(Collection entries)
* begin *
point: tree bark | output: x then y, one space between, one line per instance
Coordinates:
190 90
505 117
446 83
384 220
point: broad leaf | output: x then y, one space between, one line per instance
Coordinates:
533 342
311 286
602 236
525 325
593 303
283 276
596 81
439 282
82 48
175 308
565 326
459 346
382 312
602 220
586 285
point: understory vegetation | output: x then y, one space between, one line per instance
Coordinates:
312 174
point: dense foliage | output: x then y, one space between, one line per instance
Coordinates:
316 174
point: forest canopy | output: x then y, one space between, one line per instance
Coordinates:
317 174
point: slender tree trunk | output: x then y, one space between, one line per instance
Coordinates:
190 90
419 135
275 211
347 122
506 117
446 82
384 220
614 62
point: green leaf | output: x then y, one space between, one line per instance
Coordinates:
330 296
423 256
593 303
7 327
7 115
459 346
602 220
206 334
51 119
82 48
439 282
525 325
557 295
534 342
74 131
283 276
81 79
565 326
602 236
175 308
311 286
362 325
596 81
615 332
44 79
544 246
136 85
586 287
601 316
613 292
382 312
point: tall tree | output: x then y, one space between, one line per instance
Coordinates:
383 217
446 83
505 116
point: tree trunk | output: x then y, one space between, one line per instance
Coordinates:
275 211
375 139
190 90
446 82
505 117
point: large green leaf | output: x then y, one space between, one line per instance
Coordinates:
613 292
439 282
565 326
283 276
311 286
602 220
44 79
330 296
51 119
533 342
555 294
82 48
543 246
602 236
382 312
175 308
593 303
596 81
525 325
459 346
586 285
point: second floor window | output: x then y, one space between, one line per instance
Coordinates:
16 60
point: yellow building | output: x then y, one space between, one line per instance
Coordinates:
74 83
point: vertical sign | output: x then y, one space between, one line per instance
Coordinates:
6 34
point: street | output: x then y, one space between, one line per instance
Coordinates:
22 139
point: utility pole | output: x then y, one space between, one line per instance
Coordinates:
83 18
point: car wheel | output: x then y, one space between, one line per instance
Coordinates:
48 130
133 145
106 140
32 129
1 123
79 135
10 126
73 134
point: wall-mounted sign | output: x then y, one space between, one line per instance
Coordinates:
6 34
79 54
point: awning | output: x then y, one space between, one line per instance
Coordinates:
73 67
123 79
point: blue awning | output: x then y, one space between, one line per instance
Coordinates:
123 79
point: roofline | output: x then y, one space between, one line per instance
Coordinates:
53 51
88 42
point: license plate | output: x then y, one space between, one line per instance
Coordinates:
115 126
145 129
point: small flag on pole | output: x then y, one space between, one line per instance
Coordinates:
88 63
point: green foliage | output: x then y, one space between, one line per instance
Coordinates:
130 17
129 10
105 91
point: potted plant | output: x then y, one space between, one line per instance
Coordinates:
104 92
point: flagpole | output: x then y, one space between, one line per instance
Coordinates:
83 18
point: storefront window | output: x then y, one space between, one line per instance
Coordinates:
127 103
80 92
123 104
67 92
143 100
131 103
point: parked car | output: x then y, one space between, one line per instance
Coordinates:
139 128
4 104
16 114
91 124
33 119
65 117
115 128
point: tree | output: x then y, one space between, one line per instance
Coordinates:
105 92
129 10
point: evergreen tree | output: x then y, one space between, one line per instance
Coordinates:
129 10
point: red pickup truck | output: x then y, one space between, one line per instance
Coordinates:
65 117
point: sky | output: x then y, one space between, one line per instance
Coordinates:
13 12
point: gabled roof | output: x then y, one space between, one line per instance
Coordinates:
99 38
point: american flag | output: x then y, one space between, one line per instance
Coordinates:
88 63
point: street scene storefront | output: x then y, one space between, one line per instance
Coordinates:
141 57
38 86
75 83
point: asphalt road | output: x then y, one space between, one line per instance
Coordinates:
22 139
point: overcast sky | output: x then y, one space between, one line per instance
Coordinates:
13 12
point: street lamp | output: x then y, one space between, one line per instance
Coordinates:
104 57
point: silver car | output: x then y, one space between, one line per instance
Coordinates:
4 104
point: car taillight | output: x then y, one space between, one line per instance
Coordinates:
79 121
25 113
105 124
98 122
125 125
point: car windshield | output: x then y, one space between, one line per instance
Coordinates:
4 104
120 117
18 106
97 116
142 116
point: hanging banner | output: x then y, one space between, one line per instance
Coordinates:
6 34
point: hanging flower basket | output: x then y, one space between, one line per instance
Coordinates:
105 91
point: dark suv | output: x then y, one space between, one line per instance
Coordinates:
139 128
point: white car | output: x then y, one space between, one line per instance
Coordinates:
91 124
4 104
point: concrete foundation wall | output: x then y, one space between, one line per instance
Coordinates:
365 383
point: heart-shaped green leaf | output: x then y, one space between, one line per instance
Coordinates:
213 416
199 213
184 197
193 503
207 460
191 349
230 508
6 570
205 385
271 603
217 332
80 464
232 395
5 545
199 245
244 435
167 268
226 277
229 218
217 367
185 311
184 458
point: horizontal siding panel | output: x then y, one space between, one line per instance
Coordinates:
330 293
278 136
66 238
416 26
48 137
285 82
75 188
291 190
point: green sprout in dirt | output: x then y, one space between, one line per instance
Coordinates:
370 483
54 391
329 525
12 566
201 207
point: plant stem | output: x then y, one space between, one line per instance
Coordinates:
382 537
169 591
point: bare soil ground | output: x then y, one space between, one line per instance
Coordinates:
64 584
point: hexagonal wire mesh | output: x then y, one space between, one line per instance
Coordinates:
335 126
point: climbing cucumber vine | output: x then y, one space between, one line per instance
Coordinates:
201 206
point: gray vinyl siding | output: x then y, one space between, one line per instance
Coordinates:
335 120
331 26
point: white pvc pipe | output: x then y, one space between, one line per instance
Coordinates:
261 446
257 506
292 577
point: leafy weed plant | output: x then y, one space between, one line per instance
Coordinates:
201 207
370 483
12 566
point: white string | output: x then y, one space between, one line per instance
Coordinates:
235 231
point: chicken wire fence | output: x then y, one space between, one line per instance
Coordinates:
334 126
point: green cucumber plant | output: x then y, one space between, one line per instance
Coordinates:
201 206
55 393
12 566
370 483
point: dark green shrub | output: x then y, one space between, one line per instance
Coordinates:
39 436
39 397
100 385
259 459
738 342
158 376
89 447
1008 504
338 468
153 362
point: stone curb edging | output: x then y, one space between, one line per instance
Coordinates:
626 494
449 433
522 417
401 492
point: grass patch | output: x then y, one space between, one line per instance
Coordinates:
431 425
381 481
* end *
What you will do :: Rewrite the records, swapping "one line per instance" for "each instance on its own line" wherever it occurs and leaving everything else as it is.

Output for this task ::
point: tree bark | output: x then y, one space between, each instance on its own line
Coordinates:
190 90
505 117
446 83
384 220
point: broad leaf | output: x then y, one space between, each instance on its own line
Coordinates:
533 342
311 286
602 236
525 325
593 303
283 276
596 81
439 282
82 48
175 308
565 326
459 346
382 312
602 220
586 285
point: understory vegetation | output: x then y, one space between, each instance on its own line
Coordinates:
312 174
point: dense foliage | output: x then y, one space between, each instance on its own line
Coordinates:
316 174
point: forest canopy | output: x then y, one space between, each instance on its own line
Coordinates:
317 174
point: slender tree trunk | output: x then y, one space between, each instance on its own line
Coordinates:
190 90
419 135
275 211
347 122
506 117
446 82
384 220
614 62
point: green leaf | output: x then y, one space between, each instance on its own line
Coordinates:
330 296
423 256
593 303
7 327
7 115
459 346
602 220
206 334
51 119
82 48
439 282
525 325
557 295
534 342
74 131
283 276
81 79
565 326
602 236
175 308
311 286
362 325
596 81
615 332
44 79
544 246
136 85
586 287
601 316
613 292
382 312
point: tall tree | output: x then y, one space between, each instance on its own line
Coordinates:
383 217
446 83
505 116
point: tree trunk | output: x then y, one space between, each instance on its own line
Coordinates:
275 211
375 139
190 90
446 82
505 117
point: large green leaf | output: x then y, one space between, each instance on its own line
Coordinates:
613 292
439 282
565 326
283 276
311 286
602 220
44 79
330 296
51 119
533 342
555 294
82 48
543 246
602 236
382 312
175 308
593 303
596 81
525 325
459 346
586 285
point: second floor window | output: x then y, one space between, each instance on its own line
Coordinates:
16 60
point: yellow building | output: x then y, one space between, each instance on its own line
Coordinates:
74 83
point: vertical sign | output: x then y, one space between, each instance on its own line
Coordinates:
6 34
point: street | output: x then y, one space between, each instance on its own line
Coordinates:
22 139
point: utility pole | output: x then y, one space between, each instance on its own line
Coordinates:
83 18
point: car wheel | output: x then y, one space between, each instance on its own line
Coordinates:
48 130
133 145
106 140
32 129
1 123
79 135
10 126
73 134
point: wall-mounted sign | output: x then y, one space between, each instance on its own line
Coordinates:
6 34
79 54
point: awning | output: x then y, one space between, each instance on its own line
Coordinates:
73 67
123 79
point: blue awning | output: x then y, one space between, each instance on its own line
Coordinates:
123 79
point: roofline | output: x then y, one space between, each instance on its own line
Coordinates:
53 51
88 42
point: license plate | output: x then y, one space between, each instance on its own line
Coordinates:
115 126
145 129
point: small flag on pole | output: x then y, one space between, each instance on its own line
Coordinates:
88 63
point: green foliage | output: x then y, one space between, each instance on its own line
Coordinates:
130 17
129 10
105 91
point: potted plant | output: x then y, one space between, each instance on its own line
Coordinates:
104 92
point: flagpole | output: x then y, one space between, each instance on its own line
Coordinates:
83 18
point: storefront window | output: x then y, one space between, each instance on its own line
Coordinates:
127 103
80 92
123 104
67 92
143 100
131 103
point: parked car | output: x then y, one space between, each instance on its own line
Coordinates:
139 128
4 104
16 114
91 124
33 119
65 117
115 128
point: tree | output: x then y, one space between, each instance on its own line
Coordinates:
105 92
129 10
point: evergreen tree | output: x then y, one space between, each instance on its own line
Coordinates:
129 10
point: red pickup truck | output: x then y, one space between, each instance on its own line
Coordinates:
65 117
point: sky | output: x then y, one space between, each instance on its own line
Coordinates:
13 12
point: gabled roof | output: x then y, one space between, each instance on its own line
Coordinates:
99 38
point: american flag | output: x then y, one space between, each instance on its own line
Coordinates:
88 63
point: street scene storefront | output: x then y, one space between, each instance on its own line
Coordinates:
141 57
38 86
75 83
point: asphalt road | output: x then y, one space between, each instance on its own line
Coordinates:
22 139
point: overcast sky | output: x then y, one space between, each instance on its own line
Coordinates:
13 12
point: street lamp | output: x then y, one space between, each instance on its own line
Coordinates:
104 57
point: silver car | output: x then y, one space between, each instance on its own line
Coordinates:
4 104
point: car taillight | output: x then y, one space between, each instance on its own line
Coordinates:
79 121
25 113
105 124
98 122
125 125
point: car windshield | output: x then y, one space between, each instance on its own line
Coordinates:
4 104
120 117
18 106
97 116
142 116
point: hanging banner | output: x then y, one space between, each instance on its own line
Coordinates:
6 34
point: hanging flower basket | output: x then y, one space between, each instance on its own line
Coordinates:
105 91
point: dark suv | output: x then y, one space between, each instance on its own line
Coordinates:
139 128
point: white car | output: x then y, one space between, each instance on its own line
Coordinates:
91 124
4 104
point: concrete foundation wall | output: x then y, one space between, each instance on its own line
Coordinates:
365 383
point: heart-shaped green leaf | output: x then y, one space between, each instance on its own line
Coordinates:
213 416
199 213
184 197
193 503
207 460
191 349
230 508
6 570
205 385
271 603
217 332
80 464
232 395
5 545
199 245
244 435
167 268
226 277
229 218
217 367
185 311
184 458
point: horizontal siding panel | output: x then y, one space between, each instance on its own line
Coordinates:
330 293
278 136
66 238
416 26
48 137
285 82
75 188
291 190
point: green sprout in dirt | output: x then y, one space between, each instance on its own line
Coordinates:
370 483
54 391
329 525
12 566
201 207
point: plant stem | output: x then y, one space between, each instance on its own line
Coordinates:
382 537
169 591
point: bare soil ground | output: x then y, one space between, each instance on its own line
Coordinates:
64 584
point: hexagonal wire mesh | output: x then y, one space between, each instance on its own line
Coordinates:
335 126
point: climbing cucumber vine | output: x then y, one space between, each instance on its own line
Coordinates:
201 206
point: gray vinyl siding | output: x then y, one space between, each instance on its own line
Coordinates:
335 120
331 26
point: white pvc pipe | output: x then y, one space between, each instance on its own line
Coordinates:
261 446
257 506
292 577
point: leafy weed plant | output: x then y, one space between, each instance on its own line
Coordinates:
201 207
370 483
12 566
point: white string | output: x then y, one space between, each instance on its own line
Coordinates:
235 231
point: chicken wire fence | output: x then y, one space between, each instance on its own line
Coordinates:
334 126
point: green cucumber plant | output: x then y, one space between, each instance on its own line
Coordinates:
201 206
55 393
12 566
370 483
point: dark green shrub | output: x then y, one space between, each instance on its own line
Coordinates:
39 436
39 397
100 385
259 459
738 342
158 376
89 447
1008 504
338 468
153 362
point: stone curb edging | output: x then y, one space between, each instance on its own line
Coordinates:
626 494
449 433
522 417
401 492
point: grass patch | output: x then y, one space between, each instance on its own line
Coordinates:
431 425
381 481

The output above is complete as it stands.